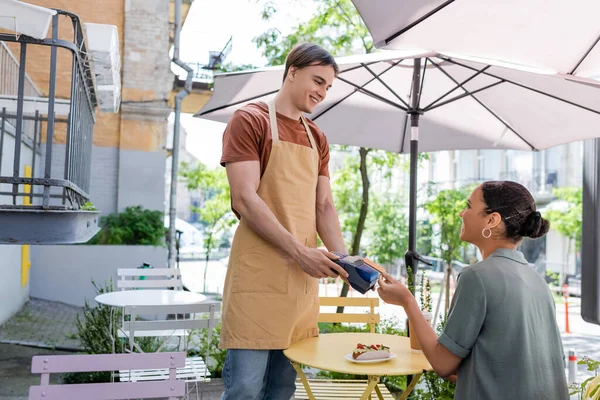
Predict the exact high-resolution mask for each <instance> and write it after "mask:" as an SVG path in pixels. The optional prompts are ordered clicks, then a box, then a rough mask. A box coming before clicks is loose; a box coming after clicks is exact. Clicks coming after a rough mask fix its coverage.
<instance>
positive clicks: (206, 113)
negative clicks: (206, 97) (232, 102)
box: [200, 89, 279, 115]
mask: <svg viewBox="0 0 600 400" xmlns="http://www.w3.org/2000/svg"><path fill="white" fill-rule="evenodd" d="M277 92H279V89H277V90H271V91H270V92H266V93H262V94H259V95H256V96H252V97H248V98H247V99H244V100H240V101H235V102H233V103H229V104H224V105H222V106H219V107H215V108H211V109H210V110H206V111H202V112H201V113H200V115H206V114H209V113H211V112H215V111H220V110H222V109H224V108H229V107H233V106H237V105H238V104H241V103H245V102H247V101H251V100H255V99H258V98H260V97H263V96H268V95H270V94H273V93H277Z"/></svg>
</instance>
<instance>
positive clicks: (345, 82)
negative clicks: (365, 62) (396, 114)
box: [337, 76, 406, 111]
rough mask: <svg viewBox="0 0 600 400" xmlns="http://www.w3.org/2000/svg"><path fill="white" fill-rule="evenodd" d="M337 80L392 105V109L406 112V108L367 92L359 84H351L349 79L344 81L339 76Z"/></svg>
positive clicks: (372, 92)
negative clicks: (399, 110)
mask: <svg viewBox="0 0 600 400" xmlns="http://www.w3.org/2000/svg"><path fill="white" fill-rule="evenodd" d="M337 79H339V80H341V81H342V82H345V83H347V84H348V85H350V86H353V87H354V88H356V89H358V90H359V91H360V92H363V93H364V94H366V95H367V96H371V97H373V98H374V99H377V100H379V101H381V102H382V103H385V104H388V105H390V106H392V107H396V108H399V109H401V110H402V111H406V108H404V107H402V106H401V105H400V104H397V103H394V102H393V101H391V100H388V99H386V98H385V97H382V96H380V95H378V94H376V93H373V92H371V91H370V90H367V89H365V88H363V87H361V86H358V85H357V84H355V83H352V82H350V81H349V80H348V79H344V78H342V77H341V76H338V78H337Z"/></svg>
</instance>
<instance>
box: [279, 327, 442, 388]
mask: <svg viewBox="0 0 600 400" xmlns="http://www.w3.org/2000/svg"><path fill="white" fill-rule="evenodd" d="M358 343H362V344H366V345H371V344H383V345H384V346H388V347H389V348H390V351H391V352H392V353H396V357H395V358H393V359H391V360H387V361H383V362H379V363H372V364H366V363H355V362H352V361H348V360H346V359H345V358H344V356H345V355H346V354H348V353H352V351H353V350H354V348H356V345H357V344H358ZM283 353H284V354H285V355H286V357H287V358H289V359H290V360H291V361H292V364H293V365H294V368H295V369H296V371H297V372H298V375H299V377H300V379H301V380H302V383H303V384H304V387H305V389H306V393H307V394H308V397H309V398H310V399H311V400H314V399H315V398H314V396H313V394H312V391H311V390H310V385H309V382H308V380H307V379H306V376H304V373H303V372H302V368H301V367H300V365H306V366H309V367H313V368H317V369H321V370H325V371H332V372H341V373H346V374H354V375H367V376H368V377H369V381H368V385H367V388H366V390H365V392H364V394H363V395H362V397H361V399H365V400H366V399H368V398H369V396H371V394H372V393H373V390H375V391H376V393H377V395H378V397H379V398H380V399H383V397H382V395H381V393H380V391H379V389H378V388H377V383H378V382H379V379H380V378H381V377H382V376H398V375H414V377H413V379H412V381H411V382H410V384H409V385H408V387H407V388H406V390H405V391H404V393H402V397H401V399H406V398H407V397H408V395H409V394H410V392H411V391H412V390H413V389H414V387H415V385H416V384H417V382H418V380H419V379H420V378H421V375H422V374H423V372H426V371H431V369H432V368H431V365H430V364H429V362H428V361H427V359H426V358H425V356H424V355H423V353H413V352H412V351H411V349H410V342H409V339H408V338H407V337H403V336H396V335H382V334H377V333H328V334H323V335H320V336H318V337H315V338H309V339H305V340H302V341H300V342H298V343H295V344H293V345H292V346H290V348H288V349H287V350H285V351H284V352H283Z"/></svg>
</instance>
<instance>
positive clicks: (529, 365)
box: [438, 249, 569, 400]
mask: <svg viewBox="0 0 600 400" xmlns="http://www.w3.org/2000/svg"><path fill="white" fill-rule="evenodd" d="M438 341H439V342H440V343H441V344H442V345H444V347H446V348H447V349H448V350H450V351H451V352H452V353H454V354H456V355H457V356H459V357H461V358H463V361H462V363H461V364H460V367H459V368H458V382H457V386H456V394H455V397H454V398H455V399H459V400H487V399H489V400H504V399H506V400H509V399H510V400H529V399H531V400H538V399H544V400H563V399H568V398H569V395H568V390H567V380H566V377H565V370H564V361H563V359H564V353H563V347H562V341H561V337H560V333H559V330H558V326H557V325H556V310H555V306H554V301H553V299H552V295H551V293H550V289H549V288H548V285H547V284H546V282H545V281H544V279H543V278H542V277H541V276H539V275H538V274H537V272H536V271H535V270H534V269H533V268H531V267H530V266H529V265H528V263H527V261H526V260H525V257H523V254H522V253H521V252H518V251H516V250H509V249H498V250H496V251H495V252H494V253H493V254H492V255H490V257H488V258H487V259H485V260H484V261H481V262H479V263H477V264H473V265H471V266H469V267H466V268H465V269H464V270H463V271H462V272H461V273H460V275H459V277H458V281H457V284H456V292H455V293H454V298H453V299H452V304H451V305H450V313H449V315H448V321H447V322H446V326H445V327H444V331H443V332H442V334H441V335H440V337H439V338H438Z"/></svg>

• _Written task_
Copy the stretch of the records above from the line containing "rough mask: <svg" through the line containing "positive clicks: (372, 92)", reproducing each line without change.

• _Solution for this exercise_
rough mask: <svg viewBox="0 0 600 400" xmlns="http://www.w3.org/2000/svg"><path fill="white" fill-rule="evenodd" d="M337 80L392 105V109L406 112V108L367 92L359 84H351L349 79L344 81L339 76Z"/></svg>
positive clicks: (372, 92)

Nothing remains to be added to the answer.